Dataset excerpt
%%

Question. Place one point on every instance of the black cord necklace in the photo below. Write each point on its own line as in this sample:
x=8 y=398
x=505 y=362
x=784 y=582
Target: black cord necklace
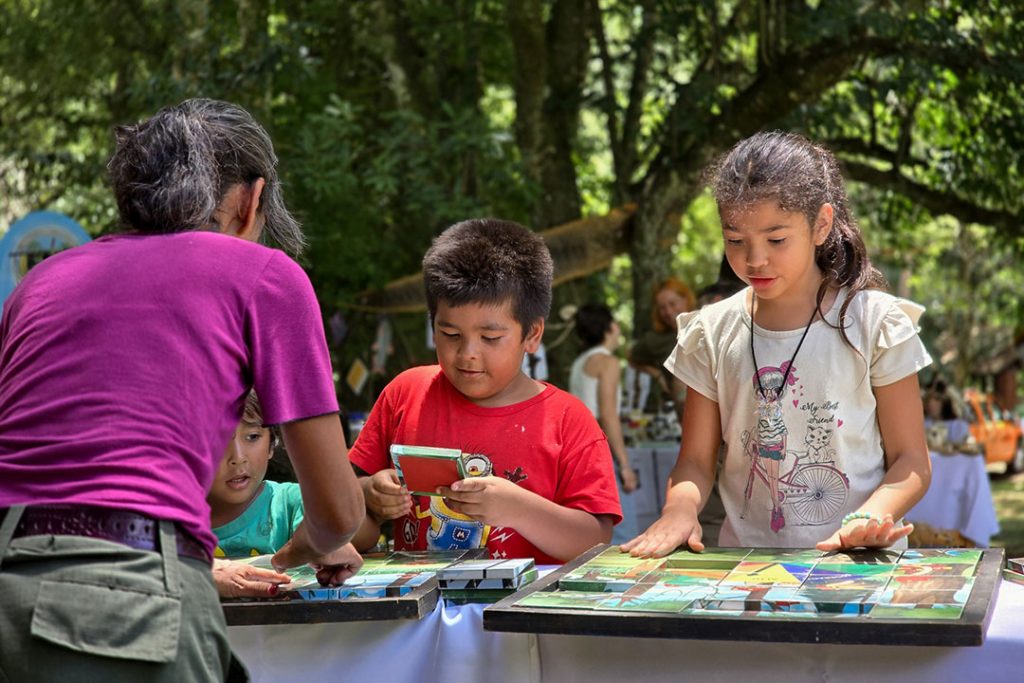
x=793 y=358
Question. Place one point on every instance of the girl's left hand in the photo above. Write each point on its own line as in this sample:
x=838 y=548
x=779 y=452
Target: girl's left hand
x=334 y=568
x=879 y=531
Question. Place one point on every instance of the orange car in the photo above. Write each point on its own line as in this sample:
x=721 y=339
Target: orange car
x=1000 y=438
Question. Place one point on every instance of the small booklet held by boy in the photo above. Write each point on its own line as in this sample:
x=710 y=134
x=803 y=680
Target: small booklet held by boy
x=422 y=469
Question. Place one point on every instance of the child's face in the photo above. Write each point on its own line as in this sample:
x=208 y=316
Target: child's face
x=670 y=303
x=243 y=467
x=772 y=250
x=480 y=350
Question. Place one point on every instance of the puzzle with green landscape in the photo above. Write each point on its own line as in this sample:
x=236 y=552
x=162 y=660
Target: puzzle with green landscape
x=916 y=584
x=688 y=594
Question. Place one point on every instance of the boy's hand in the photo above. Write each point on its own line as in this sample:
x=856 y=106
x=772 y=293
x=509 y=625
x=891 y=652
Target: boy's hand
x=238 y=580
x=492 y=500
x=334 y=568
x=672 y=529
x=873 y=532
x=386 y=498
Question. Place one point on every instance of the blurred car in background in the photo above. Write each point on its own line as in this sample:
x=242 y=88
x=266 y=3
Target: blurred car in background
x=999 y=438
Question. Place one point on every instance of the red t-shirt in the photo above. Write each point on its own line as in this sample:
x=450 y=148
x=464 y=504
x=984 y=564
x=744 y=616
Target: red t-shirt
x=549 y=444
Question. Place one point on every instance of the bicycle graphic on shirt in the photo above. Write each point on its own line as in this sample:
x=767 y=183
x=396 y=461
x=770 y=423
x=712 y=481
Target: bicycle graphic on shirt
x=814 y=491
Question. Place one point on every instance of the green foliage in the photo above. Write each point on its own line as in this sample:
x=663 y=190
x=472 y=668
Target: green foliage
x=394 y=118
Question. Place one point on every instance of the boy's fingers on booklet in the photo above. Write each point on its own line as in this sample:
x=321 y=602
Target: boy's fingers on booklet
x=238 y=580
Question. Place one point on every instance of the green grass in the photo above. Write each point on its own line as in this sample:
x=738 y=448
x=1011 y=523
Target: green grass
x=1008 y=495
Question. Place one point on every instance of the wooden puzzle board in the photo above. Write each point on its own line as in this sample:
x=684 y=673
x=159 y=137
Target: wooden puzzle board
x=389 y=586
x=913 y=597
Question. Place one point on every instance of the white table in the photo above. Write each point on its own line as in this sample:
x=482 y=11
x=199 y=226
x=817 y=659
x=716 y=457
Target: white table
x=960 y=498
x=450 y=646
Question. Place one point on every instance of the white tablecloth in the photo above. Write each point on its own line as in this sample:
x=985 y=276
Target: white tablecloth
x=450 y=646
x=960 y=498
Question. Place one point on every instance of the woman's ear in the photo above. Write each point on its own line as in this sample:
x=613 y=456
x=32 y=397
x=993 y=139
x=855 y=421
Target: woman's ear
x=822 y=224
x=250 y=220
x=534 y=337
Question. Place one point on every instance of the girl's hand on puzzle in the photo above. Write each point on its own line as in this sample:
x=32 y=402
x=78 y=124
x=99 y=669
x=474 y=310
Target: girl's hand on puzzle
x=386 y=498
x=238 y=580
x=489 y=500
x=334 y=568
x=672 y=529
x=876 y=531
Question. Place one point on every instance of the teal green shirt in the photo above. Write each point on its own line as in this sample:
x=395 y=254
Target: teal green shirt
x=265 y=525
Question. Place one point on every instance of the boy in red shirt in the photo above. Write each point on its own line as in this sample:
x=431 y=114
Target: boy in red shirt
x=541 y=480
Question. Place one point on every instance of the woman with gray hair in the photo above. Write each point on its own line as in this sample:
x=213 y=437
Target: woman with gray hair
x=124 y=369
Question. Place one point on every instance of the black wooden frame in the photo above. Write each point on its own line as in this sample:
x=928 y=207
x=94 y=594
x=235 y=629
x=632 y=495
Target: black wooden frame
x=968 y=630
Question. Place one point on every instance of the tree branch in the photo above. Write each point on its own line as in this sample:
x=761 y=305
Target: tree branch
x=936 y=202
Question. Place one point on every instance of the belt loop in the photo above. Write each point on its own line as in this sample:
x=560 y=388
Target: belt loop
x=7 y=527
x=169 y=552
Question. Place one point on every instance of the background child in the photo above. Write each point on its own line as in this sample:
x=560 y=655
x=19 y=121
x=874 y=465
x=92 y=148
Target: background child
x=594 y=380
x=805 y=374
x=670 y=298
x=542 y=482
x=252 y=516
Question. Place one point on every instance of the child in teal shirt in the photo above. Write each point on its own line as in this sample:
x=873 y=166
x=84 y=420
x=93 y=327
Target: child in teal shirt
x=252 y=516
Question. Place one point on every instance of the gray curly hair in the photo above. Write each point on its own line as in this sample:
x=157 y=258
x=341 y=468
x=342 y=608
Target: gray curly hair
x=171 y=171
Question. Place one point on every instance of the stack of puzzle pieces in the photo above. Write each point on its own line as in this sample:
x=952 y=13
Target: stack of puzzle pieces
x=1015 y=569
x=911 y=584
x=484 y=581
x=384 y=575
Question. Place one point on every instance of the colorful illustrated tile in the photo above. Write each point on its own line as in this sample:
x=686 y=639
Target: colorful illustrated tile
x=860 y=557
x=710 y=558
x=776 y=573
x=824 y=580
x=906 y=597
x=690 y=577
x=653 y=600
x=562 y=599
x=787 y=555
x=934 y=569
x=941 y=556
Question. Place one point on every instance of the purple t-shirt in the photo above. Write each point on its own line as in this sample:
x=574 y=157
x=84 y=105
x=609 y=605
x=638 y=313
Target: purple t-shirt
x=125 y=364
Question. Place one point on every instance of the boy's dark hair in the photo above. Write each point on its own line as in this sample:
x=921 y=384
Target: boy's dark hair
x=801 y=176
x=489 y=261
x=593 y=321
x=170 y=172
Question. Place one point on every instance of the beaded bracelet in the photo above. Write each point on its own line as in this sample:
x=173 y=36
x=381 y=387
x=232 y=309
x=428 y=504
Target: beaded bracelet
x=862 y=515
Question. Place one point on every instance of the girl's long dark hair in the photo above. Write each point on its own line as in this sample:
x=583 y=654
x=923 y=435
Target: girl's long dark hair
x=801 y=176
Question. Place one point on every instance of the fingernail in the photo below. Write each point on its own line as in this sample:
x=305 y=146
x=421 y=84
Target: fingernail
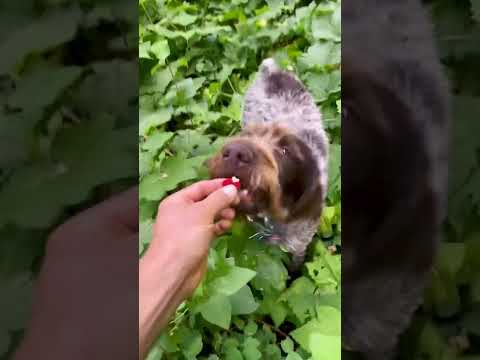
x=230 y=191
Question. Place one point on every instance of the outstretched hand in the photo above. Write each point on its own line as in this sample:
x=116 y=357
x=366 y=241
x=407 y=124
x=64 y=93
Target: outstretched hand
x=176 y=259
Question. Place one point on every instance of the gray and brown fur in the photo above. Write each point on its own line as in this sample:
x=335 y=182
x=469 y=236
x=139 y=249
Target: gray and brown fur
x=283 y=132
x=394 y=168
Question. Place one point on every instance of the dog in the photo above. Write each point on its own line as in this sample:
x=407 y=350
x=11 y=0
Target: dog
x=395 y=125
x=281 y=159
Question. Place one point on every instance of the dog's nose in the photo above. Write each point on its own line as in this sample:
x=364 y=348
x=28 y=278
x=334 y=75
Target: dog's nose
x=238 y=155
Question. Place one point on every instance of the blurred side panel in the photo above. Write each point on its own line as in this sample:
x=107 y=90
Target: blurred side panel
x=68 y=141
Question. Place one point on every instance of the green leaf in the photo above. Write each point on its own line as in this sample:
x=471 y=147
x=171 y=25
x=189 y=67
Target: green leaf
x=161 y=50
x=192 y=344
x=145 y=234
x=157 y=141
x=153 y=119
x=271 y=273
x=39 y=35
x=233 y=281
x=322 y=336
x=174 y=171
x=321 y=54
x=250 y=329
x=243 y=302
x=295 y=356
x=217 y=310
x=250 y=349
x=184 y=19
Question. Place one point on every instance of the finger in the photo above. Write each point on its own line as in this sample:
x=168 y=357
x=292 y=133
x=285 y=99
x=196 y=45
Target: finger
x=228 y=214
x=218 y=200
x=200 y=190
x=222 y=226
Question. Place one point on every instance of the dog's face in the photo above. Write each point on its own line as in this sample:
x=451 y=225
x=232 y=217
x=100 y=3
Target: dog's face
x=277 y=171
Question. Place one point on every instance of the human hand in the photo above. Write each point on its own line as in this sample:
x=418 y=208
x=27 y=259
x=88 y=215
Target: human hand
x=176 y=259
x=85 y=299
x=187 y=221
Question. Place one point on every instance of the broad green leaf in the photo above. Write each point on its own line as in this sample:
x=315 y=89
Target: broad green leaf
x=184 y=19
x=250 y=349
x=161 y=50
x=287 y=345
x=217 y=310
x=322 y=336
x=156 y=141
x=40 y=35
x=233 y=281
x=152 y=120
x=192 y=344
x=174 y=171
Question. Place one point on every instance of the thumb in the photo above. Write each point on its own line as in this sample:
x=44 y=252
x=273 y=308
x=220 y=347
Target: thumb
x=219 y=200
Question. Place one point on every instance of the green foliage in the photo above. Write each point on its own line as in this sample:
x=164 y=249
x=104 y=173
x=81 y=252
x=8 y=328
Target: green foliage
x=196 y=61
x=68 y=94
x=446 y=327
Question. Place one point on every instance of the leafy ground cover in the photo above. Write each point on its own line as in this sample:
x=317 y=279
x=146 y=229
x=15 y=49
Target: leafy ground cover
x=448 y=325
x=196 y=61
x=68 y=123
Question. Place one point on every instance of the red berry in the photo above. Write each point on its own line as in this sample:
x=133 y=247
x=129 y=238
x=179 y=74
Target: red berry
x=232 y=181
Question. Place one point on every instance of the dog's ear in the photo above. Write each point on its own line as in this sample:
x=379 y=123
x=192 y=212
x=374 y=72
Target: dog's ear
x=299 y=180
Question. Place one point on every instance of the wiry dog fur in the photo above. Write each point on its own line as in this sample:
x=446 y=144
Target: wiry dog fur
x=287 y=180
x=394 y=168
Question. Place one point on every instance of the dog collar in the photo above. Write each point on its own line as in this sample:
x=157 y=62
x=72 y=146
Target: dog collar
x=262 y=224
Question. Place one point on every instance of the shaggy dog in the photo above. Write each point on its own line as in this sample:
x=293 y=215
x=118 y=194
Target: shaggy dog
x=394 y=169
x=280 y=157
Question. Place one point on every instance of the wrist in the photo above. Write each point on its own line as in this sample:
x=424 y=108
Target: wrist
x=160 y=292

%%
%%

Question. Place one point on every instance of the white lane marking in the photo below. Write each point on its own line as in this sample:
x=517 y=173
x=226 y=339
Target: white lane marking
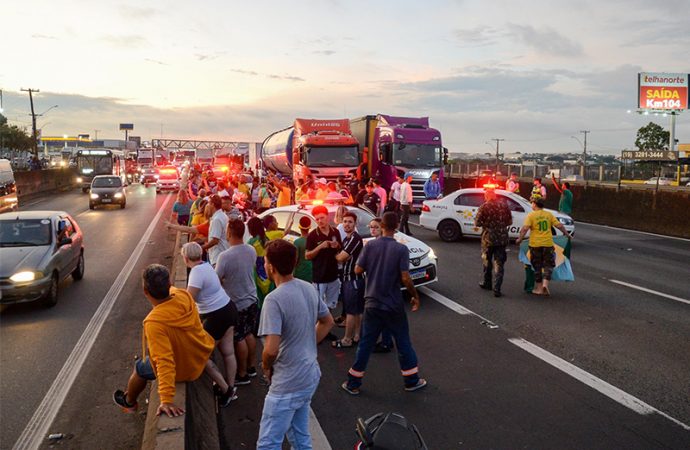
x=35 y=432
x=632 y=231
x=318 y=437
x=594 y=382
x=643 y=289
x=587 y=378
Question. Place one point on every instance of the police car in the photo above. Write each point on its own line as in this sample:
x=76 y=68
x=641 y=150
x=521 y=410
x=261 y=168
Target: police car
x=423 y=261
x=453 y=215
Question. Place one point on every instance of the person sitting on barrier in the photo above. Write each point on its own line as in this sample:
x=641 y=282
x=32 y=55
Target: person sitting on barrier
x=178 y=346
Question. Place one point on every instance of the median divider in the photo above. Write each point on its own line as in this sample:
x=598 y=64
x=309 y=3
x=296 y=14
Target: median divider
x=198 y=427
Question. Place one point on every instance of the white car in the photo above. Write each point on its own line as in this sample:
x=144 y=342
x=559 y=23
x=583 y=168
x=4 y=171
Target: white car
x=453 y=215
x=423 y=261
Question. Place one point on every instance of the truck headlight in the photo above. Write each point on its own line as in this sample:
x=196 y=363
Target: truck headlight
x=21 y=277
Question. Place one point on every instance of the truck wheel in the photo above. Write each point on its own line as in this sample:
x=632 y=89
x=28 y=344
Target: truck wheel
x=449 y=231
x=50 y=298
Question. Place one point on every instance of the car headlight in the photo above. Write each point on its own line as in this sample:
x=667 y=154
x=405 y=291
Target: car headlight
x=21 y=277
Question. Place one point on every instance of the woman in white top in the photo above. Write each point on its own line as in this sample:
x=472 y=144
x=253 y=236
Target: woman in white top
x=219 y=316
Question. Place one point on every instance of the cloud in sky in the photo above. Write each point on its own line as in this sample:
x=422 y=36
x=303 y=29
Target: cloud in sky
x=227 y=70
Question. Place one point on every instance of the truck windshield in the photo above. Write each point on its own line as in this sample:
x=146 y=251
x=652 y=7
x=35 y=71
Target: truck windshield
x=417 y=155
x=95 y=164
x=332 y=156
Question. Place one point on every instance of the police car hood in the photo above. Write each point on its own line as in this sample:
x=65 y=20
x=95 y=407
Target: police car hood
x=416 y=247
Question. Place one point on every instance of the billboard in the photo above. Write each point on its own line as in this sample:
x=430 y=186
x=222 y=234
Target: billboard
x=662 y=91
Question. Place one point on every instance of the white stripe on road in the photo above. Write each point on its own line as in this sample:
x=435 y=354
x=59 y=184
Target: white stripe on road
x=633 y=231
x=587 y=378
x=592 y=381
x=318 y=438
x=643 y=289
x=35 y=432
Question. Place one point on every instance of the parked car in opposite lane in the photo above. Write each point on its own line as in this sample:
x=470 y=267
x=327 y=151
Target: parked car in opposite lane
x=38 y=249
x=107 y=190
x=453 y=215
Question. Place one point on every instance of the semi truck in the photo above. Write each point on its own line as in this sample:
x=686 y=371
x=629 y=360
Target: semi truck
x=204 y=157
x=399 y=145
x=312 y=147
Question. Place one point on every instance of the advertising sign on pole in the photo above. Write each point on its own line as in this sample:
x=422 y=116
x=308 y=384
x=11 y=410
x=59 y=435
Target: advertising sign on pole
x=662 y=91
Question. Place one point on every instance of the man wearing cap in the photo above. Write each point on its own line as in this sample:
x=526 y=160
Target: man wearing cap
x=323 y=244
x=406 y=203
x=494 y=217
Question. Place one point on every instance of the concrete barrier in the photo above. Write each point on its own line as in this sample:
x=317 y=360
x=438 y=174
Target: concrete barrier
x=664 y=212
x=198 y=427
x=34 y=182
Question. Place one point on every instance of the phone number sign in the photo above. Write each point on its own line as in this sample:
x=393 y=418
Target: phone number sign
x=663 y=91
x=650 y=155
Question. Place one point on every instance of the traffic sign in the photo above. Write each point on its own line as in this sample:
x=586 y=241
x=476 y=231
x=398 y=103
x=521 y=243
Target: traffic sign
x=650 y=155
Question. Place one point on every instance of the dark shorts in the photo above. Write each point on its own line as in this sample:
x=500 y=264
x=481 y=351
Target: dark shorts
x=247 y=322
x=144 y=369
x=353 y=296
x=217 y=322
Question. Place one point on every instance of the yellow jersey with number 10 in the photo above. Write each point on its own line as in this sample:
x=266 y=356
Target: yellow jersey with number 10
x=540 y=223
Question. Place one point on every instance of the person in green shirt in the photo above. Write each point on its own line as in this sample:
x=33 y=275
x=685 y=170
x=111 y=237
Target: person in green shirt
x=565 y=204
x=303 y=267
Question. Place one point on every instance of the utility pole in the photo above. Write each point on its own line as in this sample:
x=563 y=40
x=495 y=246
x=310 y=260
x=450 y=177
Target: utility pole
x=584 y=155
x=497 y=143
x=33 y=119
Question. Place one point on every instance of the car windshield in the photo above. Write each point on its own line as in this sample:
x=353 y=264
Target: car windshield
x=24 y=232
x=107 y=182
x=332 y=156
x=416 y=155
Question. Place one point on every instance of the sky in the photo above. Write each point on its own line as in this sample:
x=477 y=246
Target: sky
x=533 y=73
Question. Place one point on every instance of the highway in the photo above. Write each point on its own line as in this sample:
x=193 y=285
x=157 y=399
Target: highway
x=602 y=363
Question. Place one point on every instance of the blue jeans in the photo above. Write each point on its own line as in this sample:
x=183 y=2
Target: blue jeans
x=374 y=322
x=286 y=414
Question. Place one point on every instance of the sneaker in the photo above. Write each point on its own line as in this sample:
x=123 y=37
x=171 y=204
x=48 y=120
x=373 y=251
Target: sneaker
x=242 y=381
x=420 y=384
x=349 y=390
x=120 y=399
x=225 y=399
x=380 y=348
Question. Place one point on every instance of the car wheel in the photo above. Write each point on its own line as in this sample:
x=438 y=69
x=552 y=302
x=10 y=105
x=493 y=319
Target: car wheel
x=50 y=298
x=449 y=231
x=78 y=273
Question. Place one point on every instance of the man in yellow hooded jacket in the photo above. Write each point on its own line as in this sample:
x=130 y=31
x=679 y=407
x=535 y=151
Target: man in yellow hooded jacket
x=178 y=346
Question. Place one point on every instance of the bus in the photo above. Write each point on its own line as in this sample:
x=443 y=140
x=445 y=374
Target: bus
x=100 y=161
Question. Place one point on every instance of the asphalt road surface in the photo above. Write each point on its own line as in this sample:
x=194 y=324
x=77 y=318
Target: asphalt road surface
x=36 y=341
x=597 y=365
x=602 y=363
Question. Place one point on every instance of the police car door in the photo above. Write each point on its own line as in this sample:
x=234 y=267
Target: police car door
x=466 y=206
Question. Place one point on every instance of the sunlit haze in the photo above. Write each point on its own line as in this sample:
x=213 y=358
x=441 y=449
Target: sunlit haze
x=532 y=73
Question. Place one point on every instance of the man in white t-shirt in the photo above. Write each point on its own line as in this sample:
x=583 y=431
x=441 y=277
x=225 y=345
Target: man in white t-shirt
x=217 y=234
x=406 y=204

%%
%%

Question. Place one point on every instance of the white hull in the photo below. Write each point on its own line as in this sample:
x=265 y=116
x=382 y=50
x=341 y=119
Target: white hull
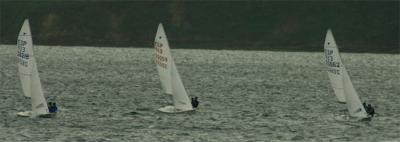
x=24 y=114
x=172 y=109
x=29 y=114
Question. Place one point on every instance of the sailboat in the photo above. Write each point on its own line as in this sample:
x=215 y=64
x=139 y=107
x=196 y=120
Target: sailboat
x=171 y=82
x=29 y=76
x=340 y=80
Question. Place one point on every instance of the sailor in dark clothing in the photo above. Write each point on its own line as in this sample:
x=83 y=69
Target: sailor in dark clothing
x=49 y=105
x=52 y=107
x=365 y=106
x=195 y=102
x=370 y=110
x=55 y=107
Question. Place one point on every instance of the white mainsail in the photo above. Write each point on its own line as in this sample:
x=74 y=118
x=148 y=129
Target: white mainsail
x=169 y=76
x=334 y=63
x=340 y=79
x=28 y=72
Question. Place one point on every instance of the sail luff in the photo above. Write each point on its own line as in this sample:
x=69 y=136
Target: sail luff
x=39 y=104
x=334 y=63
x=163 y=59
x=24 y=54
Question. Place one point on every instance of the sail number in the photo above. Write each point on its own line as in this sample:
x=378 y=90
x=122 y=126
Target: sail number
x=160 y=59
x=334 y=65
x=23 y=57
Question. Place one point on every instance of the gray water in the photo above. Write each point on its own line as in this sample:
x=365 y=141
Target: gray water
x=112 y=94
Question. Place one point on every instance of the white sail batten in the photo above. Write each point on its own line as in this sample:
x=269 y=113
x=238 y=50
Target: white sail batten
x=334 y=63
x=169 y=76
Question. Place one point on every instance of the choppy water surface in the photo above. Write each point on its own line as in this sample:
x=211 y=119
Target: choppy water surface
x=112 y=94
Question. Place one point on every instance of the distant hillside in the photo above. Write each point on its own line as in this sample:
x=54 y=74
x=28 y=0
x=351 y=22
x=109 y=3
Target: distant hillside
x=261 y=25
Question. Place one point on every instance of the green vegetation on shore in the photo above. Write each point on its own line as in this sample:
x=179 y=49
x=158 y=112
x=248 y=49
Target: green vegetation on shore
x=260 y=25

%%

- Given problem: Turn everything in the records above, from the line containing "Question. Place one point on every instance of the leafy" down to the line containing "x=262 y=224", into a numbered list. Include both of those lines and leave out any blank lines.

- Written response:
1. Question. Place one point on every instance of the leafy ground cover in the photo above. Write each point on its own line as in this sample:
2. x=317 y=279
3. x=146 y=229
4. x=15 y=49
5. Target: leafy ground cover
6. x=448 y=325
7. x=196 y=61
8. x=68 y=123
9. Question. Place one point on every instance of the red berry in the photo above. Write each point on its own line as in this sample:
10. x=133 y=247
11. x=129 y=238
12. x=179 y=74
13. Target: red berry
14. x=232 y=181
15. Question. Place one point on every instance of the dog's ear in the photo above. Write each point on its own line as in this sample:
16. x=379 y=123
17. x=192 y=212
18. x=374 y=72
19. Target: dog's ear
20. x=299 y=180
21. Question. Place one point on every instance of the wiry dog fur in the photo above. Write each point on its own line as in this sample:
22. x=446 y=144
23. Target: wiry dog fur
24. x=287 y=180
25. x=394 y=168
26. Question. Place one point on every instance of the dog collar in the photo above. Write each point on its own line as in this sample:
27. x=157 y=62
28. x=72 y=146
29. Target: dog collar
30. x=262 y=224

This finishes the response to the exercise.